**Extrait**

..............................

La liseuse, Robert James Gordon (1877)

Ce site est le journal de mes découvertes au pays des merveilles des arts et des lettres.

Il est dédié à la mémoire de mon père, Pierre-Henri Carteron, régisseur de l'atelier photographique du Centre Georges Pompidou où il a travaillé de 1977 à 2001.

Un cancer de la gorge lui a ôté la voix. Les mots sont restés coincés en travers.

A ma mère qui m'a nourrie du lait de ses rêves.

"Ecrire, c'est rejoindre en silence cet amour qui manque à tout amour" (La part manquante, Christian Bobin).

..............................

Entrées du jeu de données
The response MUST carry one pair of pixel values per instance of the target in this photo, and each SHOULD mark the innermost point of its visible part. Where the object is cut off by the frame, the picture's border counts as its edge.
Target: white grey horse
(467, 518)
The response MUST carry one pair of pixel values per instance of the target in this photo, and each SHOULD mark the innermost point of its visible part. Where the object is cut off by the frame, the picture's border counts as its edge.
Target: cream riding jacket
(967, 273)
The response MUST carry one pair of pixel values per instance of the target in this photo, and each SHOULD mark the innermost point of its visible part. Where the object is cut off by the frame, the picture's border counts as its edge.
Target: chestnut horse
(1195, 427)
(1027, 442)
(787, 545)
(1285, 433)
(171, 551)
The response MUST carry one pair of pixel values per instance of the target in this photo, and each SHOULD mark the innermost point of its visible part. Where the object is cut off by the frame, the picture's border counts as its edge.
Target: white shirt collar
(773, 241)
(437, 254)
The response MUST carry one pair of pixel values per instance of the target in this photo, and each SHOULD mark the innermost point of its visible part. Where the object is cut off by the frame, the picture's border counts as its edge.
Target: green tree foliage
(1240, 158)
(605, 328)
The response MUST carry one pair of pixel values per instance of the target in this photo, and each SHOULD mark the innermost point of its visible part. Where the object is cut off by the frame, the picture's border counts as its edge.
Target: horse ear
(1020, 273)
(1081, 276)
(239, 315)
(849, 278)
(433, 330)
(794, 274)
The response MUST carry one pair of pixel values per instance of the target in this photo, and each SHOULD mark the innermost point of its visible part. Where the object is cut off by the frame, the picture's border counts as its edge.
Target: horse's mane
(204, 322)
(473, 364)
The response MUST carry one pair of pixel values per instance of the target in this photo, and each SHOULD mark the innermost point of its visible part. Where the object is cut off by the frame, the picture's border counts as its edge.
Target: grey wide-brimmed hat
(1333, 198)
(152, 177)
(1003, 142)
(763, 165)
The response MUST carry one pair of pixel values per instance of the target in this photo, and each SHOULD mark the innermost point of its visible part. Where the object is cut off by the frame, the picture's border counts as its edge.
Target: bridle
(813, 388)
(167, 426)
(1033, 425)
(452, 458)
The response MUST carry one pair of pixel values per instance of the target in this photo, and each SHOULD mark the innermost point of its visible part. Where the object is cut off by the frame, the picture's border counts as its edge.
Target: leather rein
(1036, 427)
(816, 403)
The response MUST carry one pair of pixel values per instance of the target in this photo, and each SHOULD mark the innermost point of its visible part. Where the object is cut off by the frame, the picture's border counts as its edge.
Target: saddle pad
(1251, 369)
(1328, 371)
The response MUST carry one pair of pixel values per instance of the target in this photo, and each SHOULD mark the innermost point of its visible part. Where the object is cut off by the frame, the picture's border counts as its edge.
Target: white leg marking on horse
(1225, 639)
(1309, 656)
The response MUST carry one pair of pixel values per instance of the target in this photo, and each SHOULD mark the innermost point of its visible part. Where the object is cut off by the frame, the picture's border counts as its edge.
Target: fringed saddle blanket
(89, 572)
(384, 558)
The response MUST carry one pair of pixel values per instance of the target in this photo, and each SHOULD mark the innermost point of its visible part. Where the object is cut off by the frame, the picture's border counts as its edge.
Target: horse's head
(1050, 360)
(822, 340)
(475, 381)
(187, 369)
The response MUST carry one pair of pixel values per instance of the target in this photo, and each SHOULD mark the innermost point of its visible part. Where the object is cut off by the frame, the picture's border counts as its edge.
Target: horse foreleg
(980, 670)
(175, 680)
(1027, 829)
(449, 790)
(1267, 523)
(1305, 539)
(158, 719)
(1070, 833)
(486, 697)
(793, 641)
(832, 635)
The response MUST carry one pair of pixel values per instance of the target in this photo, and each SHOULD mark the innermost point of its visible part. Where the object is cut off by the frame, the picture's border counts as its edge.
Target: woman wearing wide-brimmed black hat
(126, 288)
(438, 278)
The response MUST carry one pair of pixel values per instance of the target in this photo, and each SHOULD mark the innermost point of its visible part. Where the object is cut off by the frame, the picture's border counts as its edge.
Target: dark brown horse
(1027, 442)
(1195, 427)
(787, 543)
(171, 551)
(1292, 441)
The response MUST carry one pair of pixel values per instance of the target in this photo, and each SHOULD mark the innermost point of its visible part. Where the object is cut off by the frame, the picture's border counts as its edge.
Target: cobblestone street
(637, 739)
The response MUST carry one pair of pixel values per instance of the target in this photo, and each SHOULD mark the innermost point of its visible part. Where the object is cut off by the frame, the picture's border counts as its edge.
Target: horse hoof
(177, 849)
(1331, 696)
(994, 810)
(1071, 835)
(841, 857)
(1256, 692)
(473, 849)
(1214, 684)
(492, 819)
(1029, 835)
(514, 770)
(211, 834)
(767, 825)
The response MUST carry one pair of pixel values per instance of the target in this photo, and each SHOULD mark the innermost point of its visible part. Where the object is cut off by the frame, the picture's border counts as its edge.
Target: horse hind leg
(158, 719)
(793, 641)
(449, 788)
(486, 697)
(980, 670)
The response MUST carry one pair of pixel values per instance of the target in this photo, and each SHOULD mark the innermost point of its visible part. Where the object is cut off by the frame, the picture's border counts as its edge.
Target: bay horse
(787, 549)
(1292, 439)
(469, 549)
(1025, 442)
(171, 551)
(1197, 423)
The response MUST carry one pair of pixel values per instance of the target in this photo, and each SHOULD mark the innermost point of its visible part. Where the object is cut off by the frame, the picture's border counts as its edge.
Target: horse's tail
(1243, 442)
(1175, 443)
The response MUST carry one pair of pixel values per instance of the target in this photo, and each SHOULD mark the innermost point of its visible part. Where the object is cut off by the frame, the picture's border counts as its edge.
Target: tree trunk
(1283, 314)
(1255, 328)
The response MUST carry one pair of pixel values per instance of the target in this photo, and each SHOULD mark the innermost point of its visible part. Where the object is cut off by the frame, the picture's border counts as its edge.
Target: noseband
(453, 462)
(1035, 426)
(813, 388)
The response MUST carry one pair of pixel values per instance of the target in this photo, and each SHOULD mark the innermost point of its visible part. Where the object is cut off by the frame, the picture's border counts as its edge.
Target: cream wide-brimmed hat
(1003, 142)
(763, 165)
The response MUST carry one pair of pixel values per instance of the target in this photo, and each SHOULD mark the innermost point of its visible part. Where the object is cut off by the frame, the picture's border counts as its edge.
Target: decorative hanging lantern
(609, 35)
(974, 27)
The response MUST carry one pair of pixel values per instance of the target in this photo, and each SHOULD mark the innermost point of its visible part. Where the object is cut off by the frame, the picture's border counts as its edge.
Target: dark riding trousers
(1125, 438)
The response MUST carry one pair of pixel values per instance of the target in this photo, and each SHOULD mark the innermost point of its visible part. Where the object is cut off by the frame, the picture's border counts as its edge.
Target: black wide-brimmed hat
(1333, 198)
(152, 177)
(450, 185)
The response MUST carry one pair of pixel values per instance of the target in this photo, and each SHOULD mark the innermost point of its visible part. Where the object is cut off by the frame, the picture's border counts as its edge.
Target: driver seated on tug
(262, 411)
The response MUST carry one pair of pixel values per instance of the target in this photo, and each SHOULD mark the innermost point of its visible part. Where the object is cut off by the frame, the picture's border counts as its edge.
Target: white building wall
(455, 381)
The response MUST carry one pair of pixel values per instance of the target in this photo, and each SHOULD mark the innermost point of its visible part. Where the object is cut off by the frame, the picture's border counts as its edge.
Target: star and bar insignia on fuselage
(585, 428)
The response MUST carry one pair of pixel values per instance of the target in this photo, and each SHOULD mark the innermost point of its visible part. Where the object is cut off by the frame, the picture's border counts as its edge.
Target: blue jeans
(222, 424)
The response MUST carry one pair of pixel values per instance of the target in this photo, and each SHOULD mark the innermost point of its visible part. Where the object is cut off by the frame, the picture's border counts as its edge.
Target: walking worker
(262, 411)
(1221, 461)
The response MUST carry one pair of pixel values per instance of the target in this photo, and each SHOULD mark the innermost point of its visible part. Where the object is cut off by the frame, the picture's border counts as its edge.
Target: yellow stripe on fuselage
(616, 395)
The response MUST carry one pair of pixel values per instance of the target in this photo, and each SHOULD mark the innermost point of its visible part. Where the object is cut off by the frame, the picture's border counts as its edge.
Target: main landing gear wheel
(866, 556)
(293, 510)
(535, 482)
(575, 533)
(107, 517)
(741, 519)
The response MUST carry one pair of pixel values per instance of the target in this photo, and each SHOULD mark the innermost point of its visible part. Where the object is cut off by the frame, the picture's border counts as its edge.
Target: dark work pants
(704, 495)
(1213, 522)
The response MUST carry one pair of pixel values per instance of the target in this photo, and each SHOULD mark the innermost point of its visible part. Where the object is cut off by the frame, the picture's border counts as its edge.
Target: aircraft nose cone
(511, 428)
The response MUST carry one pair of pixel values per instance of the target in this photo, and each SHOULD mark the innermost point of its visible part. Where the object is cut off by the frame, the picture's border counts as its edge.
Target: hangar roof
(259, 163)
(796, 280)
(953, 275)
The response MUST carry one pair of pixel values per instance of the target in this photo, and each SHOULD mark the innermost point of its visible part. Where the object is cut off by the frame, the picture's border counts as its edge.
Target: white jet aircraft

..............................

**Consigne**
Relevez toutes les années qui figurent dans l'extrait. Les lignes fournies n'ont aucun rôle dans ce travail.

**Corrigé**
1877, 1977, 2001